> [Work item] Extract the entire stratocumulus cloud text word for word, including its sources section.
(Text block begins)
A stratocumulus cloud is another type of a cumuliform or stratiform cloud. Like stratus clouds, they form at low levels; but like cumulus clouds (and unlike stratus clouds), they form via convection. Unlike cumulus clouds, their growth is almost completely retarded by a strong inversion, causing them to flatten out like stratus clouds and giving them a layered appearance. These clouds are extremely common, covering on average around twenty-three percent of the Earth's oceans and twelve percent of the Earth's continents. They are less common in tropical areas and commonly form after cold fronts. Additionally, stratocumulus clouds reflect a large amount of the incoming sunlight, producing a net cooling effect. Stratocumulus clouds can produce drizzle, which stabilizes the cloud by warming it and reducing turbulent mixing.

== Sources ==
- Footnotes

- Bibliography
- Ackerman, Steven A (2003). "Meteorology: Understanding the Atmosphere"
(Text block ends)
(Dataset excerpts begins)
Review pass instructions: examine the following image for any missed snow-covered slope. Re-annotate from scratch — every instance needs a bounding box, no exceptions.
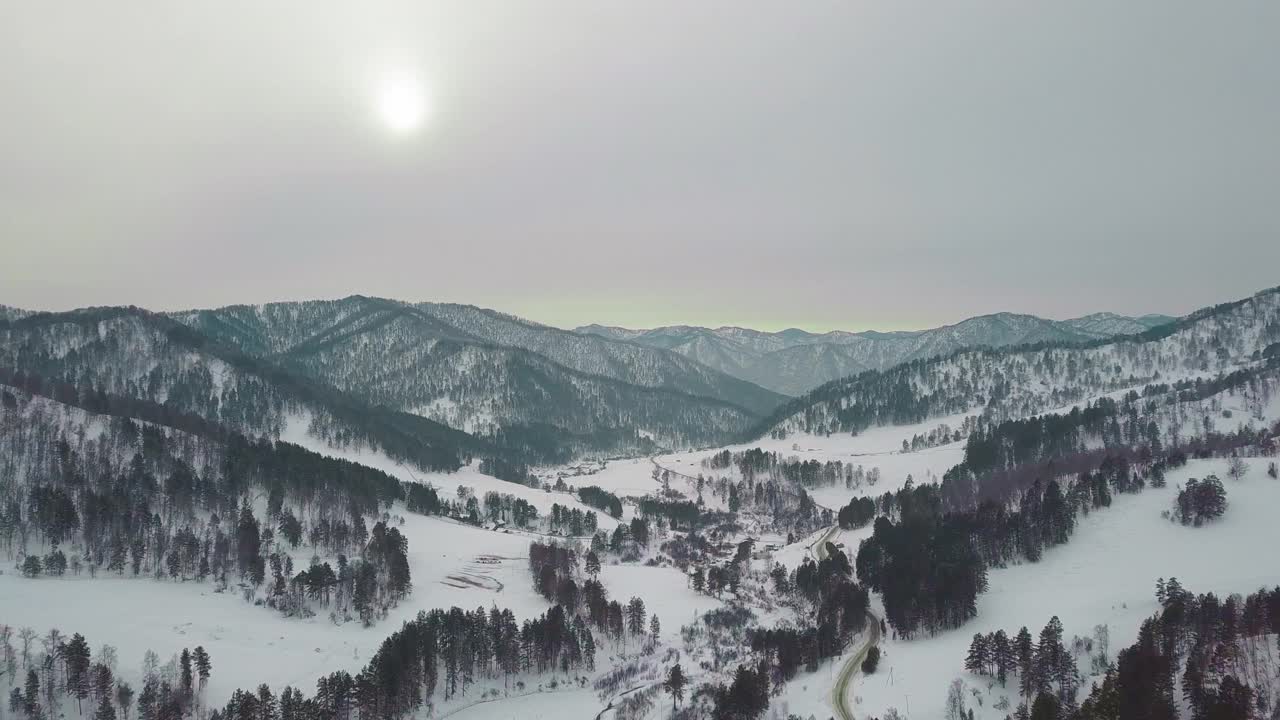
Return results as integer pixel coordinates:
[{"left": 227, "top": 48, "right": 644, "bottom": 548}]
[
  {"left": 759, "top": 290, "right": 1280, "bottom": 434},
  {"left": 174, "top": 296, "right": 783, "bottom": 451},
  {"left": 576, "top": 313, "right": 1172, "bottom": 395}
]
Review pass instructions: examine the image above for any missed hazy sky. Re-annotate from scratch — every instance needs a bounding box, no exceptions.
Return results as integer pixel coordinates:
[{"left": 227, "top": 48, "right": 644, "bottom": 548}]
[{"left": 0, "top": 0, "right": 1280, "bottom": 329}]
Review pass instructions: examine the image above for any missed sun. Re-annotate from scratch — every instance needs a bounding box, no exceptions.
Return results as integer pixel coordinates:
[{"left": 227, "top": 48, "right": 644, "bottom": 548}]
[{"left": 378, "top": 74, "right": 430, "bottom": 135}]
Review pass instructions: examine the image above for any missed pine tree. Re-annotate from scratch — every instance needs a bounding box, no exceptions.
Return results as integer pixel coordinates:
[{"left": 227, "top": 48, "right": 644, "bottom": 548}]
[
  {"left": 663, "top": 662, "right": 687, "bottom": 715},
  {"left": 964, "top": 633, "right": 991, "bottom": 675}
]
(Dataset excerpts ends)
> [Solution to the exercise]
A stratocumulus cloud is another type of a cumuliform or stratiform cloud. Like stratus clouds, they form at low levels; but like cumulus clouds (and unlike stratus clouds), they form via convection. Unlike cumulus clouds, their growth is almost completely retarded by a strong inversion, causing them to flatten out like stratus clouds and giving them a layered appearance. These clouds are extremely common, covering on average around twenty-three percent of the Earth's oceans and twelve percent of the Earth's continents. They are less common in tropical areas and commonly form after cold fronts. Additionally, stratocumulus clouds reflect a large amount of the incoming sunlight, producing a net cooling effect. Stratocumulus clouds can produce drizzle, which stabilizes the cloud by warming it and reducing turbulent mixing.

== Sources ==
- Footnotes

- Bibliography
- Ackerman, Steven A (2003). "Meteorology: Understanding the Atmosphere"